Fencing Tokens

The core idea

Term numbers protect you inside the Raft cluster. Fencing tokens protect you outside it — when a stale process tries to write to an external system that has no idea what a term number is.

The problem term numbers can't solve#

Inside Raft, when an old leader comes back after a partition, it sees a higher term number and steps down. Problem solved.

But now consider a different setup. You have a single shared database — just a regular MySQL. Multiple app servers want to write to it. To avoid conflicts, they use a distributed lock — only one app server holds the lock at a time, and only the lock holder is allowed to write.

App Server A ── holds lock ──▶ MySQL (writes allowed)
App Server B ── waiting   ──▶ MySQL (blocked)
App Server C ── waiting   ──▶ MySQL (blocked)

This works fine — until App Server A freezes. GC pause, slow disk flush, whatever. It goes unresponsive for 30 seconds.

The lock has a timeout. After 10 seconds of no activity, the lock service assumes A is dead and hands the lock to App Server B. B starts writing to MySQL.

Then A unfreezes. It has no idea the lock expired. It still believes it's the lock holder. It resumes its write to MySQL.

App Server A → writes to MySQL  ← thinks it still holds the lock
App Server B → writes to MySQL  ← actually holds the lock

MySQL sees two concurrent writers. It doesn't know anything about locks or Raft terms. It accepts both writes. Data corrupted.

Term numbers don't help here

MySQL doesn't speak Raft. It has no concept of terms or epochs. The protection that works inside the Raft cluster simply doesn't exist at the external storage layer.

The fix — fencing tokens#

When the lock service grants a lock, it hands the app server a fencing token — a monotonically increasing integer. Every new lock grant gets a higher number than the previous one. It never goes backwards.

App Server A gets lock → token = 5
A freezes → lock expires
App Server B gets lock → token = 6

Now the rule: every write to MySQL must include the token. And MySQL has one simple job — remember the highest token it has seen, and reject any write carrying a lower token.

#### TASK DESCRIPTION
Please extract the stretch of the fencing tokens passage from "App Server C" through "writing to MySQL.", copying it word for word.

#### RECORD LIST
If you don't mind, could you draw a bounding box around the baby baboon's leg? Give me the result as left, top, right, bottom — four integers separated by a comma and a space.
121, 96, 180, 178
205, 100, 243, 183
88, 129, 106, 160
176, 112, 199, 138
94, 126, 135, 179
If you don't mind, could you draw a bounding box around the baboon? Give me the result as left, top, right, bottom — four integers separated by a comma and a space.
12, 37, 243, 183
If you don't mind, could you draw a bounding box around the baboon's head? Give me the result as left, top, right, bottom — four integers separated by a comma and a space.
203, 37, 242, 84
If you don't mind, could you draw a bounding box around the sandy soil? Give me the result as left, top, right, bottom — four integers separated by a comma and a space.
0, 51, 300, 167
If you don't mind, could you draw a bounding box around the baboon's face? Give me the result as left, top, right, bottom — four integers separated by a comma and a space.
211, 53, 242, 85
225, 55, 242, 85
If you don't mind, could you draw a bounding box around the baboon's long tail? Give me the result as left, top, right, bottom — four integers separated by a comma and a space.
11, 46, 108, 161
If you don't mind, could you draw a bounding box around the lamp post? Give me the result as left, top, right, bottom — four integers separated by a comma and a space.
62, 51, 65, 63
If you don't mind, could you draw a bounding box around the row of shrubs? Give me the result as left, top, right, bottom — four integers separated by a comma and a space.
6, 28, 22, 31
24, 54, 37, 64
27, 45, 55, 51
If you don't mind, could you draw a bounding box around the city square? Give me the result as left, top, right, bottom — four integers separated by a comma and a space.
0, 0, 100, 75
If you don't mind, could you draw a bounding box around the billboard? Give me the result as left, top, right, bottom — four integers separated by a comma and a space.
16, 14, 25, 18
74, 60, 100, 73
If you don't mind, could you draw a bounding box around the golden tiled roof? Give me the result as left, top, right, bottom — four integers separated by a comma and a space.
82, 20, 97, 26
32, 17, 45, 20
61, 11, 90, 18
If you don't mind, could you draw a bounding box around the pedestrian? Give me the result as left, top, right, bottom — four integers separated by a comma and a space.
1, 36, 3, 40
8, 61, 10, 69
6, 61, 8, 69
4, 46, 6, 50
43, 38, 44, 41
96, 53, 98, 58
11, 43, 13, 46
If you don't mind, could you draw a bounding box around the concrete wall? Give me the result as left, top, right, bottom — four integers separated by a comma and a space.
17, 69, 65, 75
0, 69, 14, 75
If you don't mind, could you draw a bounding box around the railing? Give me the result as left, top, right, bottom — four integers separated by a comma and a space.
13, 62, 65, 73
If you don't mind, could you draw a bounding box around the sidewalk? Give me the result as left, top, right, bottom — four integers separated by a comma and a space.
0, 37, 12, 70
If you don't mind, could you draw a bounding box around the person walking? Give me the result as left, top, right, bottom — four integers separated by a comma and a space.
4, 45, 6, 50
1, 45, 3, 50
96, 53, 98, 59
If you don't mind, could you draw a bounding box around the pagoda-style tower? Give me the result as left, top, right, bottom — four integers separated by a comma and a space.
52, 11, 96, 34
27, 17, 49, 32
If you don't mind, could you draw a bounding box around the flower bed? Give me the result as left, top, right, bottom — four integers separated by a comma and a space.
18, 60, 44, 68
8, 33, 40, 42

#### RESPONSE TO THIS TASK
App Server C ── waiting   ──▶ MySQL (blocked)

This works fine — until App Server A freezes. GC pause, slow disk flush, whatever. It goes unresponsive for 30 seconds.

The lock has a timeout. After 10 seconds of no activity, the lock service assumes A is dead and hands the lock to App Server B. B starts writing to MySQL.